◆ TEXT ◆
......
At its thickest, the average person’s tooth enamel is a mere half-millimeter wider than a Susan B. Anthony dollar. Yet, despite its thinness, its dense mineral composition makes it the hardest surface in the human body. And, your teeth need that sort of protection given the abuse they take throughout a lifetime. Sometimes, though, this incredible protective barrier doesn’t develop fully in some children, leading to enamel vulnerable to decay and stress fractures from chewing. We want to help you understand what causes weak tooth enamel, and how to treat it.
Here are a few questions you may have about this condition, formally known as hypoplasia, or hypo-mineralization.
What Is the Purpose of Enamel?
If you think of tooth enamel as if it were paint primer, you would understand its purpose, and what happens when there are weak spots in its surface. When a painter applies primer to a surface, the goal is to prepare that surface for the outer facing coating of paint, while serving as a barrier of protection against wear and tear and environmental erosion like rust, mold and mildew. On wood, these priming precautions help prevent warping and dry rot as well. Can you see the parallel? It’s not too far of a stretch, then, to see how weakened enamel can set a tooth up for a rough ride through life. Like paint primer, the enamel on our teeth is essential. And, when nature misses a spot, decay is just around the corner.
What Causes Weak Enamel?
......
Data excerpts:
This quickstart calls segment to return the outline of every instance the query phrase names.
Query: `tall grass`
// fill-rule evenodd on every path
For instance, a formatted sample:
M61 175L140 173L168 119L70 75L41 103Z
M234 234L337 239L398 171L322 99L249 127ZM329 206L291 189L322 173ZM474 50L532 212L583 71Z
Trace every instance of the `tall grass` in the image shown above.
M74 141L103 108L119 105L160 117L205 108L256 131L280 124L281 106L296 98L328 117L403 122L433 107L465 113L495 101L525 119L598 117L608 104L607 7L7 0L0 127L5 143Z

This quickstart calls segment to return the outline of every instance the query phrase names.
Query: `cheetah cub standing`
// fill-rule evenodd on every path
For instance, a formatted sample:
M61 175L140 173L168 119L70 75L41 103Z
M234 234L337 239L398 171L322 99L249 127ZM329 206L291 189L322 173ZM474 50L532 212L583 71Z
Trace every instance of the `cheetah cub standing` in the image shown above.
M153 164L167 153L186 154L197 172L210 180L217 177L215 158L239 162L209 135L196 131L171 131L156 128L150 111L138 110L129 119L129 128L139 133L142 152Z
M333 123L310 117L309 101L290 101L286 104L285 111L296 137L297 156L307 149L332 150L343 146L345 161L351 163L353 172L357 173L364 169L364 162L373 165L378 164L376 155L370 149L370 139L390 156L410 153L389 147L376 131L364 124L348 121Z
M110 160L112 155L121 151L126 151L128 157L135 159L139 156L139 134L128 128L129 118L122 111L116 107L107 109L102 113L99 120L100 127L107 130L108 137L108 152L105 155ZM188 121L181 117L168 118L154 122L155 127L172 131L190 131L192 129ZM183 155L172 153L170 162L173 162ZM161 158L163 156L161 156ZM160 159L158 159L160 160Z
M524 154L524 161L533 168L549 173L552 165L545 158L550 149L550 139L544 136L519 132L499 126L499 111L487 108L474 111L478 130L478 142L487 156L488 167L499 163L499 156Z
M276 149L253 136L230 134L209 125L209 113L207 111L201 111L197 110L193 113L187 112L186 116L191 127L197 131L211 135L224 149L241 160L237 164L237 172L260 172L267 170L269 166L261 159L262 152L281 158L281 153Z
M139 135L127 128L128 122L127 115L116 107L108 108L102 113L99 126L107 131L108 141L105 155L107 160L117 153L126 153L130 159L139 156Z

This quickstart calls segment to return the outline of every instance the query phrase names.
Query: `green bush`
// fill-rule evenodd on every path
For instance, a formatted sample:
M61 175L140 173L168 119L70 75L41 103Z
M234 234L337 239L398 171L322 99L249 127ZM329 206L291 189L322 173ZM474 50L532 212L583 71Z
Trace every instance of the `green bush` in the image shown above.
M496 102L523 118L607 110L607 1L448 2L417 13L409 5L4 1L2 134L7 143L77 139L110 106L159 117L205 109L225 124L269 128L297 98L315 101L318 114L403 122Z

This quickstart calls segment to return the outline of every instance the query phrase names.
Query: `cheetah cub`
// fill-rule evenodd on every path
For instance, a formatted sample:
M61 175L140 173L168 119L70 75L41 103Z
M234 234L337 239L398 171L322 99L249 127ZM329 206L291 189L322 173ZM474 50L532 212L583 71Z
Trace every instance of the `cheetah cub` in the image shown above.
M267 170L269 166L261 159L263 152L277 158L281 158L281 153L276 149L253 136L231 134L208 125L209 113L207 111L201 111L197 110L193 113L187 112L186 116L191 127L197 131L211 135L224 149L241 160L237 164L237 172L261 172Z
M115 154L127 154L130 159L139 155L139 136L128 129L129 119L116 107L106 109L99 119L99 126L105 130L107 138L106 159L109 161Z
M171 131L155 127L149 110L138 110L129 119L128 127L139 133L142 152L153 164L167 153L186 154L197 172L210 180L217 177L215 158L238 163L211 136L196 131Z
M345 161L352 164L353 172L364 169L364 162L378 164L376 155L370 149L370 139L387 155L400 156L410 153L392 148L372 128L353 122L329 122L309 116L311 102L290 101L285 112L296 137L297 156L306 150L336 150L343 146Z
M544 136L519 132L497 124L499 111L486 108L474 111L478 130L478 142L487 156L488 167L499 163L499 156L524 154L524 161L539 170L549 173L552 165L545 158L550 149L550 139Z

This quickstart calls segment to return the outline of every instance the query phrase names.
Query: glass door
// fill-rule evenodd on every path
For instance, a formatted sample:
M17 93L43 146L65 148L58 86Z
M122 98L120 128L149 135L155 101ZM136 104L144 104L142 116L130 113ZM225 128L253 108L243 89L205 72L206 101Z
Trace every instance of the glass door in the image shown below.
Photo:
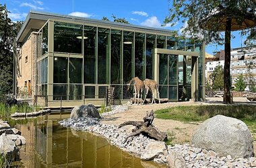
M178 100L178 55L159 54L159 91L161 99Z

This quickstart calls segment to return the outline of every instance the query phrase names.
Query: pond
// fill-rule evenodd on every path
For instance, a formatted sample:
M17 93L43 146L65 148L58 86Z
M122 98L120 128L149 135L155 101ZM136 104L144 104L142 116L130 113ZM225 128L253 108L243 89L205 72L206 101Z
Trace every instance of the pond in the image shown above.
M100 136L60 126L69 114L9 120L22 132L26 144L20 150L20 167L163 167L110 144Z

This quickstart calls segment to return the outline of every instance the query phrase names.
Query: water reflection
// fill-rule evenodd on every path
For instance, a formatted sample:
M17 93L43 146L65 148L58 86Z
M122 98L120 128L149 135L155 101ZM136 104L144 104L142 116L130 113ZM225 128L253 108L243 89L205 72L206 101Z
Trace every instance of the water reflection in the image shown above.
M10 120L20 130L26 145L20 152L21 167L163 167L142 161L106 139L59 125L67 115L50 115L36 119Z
......
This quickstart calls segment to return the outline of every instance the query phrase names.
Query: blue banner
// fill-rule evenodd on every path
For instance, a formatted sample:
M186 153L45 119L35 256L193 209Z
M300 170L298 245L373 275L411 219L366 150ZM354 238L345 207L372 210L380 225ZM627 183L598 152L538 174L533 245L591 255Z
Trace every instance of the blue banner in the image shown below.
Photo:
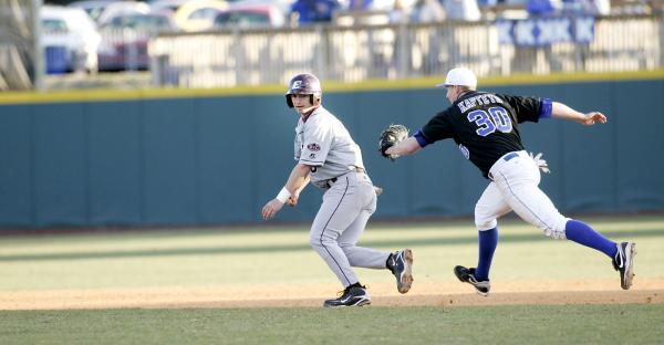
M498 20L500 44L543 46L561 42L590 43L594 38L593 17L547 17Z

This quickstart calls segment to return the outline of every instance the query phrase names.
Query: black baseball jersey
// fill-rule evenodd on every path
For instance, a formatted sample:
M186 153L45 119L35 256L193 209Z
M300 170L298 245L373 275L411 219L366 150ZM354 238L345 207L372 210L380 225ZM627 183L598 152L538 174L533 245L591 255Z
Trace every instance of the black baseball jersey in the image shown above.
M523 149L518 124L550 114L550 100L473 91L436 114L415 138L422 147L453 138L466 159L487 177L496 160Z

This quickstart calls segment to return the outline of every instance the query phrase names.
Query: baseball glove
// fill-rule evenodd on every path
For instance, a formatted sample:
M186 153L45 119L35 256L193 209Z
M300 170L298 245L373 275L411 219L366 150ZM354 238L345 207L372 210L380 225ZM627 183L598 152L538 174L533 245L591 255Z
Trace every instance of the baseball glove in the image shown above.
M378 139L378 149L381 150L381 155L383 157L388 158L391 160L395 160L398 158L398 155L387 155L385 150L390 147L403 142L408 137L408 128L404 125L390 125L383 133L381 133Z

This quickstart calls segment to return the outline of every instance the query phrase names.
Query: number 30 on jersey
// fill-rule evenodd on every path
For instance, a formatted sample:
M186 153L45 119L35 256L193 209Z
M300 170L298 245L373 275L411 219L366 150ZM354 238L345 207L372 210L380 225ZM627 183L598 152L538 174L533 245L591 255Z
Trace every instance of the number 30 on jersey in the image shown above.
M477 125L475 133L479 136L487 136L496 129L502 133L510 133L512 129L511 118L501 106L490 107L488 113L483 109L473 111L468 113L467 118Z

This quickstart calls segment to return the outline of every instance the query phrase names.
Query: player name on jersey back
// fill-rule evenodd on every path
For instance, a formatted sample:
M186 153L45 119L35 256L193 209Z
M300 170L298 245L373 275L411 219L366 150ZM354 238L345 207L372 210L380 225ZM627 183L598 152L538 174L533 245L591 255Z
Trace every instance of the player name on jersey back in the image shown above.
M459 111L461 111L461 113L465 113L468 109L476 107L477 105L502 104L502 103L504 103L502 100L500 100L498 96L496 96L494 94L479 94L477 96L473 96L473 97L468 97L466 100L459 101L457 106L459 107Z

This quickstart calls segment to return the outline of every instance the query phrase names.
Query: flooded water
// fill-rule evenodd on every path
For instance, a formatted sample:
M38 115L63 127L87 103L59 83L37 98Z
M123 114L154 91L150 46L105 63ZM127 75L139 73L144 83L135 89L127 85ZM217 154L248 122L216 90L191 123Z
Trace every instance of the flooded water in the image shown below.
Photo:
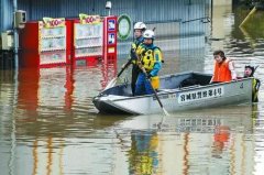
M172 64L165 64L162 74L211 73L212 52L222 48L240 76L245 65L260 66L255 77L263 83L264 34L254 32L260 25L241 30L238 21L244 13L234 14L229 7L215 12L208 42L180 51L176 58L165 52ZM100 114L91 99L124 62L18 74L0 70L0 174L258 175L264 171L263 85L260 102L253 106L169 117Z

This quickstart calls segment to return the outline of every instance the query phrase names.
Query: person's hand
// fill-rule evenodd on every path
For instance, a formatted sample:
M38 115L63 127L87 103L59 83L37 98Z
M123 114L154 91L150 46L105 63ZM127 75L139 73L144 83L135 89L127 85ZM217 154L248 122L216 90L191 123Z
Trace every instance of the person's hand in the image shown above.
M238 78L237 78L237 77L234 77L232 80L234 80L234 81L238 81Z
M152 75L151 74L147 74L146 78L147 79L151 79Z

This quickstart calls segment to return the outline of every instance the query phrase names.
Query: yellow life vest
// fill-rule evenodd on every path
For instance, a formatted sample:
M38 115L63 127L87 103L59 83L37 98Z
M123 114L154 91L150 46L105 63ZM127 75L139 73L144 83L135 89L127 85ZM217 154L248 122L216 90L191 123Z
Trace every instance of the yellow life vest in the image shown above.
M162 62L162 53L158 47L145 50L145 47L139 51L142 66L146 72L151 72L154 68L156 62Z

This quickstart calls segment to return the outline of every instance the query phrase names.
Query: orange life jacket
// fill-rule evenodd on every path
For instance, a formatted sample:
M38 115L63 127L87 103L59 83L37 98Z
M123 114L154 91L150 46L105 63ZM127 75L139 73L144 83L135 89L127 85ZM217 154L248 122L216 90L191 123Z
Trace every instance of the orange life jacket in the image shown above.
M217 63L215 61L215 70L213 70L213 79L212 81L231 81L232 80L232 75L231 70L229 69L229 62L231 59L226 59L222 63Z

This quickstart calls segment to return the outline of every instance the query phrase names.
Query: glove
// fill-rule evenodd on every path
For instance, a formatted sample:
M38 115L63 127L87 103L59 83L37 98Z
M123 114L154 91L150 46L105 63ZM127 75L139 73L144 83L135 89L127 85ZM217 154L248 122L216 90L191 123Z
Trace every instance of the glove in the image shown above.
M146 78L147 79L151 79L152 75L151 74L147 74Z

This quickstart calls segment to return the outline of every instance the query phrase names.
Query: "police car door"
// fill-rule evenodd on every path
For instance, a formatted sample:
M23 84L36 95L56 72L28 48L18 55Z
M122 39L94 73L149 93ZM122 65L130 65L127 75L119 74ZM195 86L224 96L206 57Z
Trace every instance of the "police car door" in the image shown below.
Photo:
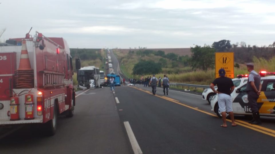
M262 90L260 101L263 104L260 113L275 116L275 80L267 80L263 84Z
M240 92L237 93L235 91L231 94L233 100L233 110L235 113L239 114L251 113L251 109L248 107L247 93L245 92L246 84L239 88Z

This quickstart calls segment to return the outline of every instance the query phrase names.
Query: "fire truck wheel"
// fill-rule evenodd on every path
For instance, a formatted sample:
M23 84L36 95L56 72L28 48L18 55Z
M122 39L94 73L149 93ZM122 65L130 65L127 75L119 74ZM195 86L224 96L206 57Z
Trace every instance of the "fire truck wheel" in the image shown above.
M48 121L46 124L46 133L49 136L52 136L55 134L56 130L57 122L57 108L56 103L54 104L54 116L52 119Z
......
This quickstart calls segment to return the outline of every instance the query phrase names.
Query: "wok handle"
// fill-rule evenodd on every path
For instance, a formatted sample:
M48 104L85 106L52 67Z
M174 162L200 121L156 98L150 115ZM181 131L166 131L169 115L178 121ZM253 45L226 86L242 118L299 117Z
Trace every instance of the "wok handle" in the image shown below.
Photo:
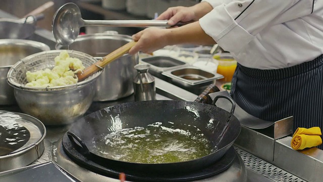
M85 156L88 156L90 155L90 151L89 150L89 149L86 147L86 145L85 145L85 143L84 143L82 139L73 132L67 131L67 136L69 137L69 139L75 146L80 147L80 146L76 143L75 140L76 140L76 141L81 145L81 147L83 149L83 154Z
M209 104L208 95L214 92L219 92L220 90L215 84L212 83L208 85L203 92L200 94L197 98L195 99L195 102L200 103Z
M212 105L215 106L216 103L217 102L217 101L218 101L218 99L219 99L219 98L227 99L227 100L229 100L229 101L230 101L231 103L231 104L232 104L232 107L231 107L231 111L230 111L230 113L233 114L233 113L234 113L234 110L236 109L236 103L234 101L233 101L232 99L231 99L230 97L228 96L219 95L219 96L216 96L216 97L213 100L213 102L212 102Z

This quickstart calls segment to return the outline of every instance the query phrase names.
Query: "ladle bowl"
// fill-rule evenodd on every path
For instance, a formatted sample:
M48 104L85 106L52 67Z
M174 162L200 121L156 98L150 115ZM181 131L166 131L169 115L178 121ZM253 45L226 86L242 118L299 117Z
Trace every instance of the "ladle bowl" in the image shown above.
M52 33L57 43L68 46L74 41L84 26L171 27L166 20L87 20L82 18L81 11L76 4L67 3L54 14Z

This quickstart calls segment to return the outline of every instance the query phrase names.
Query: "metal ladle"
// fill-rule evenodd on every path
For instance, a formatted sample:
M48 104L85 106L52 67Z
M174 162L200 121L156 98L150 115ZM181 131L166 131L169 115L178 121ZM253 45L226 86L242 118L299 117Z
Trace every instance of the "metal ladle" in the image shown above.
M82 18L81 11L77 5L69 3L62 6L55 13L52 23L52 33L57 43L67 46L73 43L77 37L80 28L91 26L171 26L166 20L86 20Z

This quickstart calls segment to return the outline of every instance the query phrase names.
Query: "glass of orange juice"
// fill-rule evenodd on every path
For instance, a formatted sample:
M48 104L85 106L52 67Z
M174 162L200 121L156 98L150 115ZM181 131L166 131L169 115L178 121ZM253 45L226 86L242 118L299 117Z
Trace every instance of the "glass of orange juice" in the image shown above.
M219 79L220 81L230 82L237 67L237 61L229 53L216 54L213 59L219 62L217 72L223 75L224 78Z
......
◆ REQUIREMENT ◆
Set down the passage of the tooth enamel text from "At its thickest, the" to "to treat it.", copying it word for word.

◆ COMPLETED EXERCISE ◆
At its thickest, the average person’s tooth enamel is a mere half-millimeter wider than a Susan B. Anthony dollar. Yet, despite its thinness, its dense mineral composition makes it the hardest surface in the human body. And, your teeth need that sort of protection given the abuse they take throughout a lifetime. Sometimes, though, this incredible protective barrier doesn’t develop fully in some children, leading to enamel vulnerable to decay and stress fractures from chewing. We want to help you understand what causes weak tooth enamel, and how to treat it.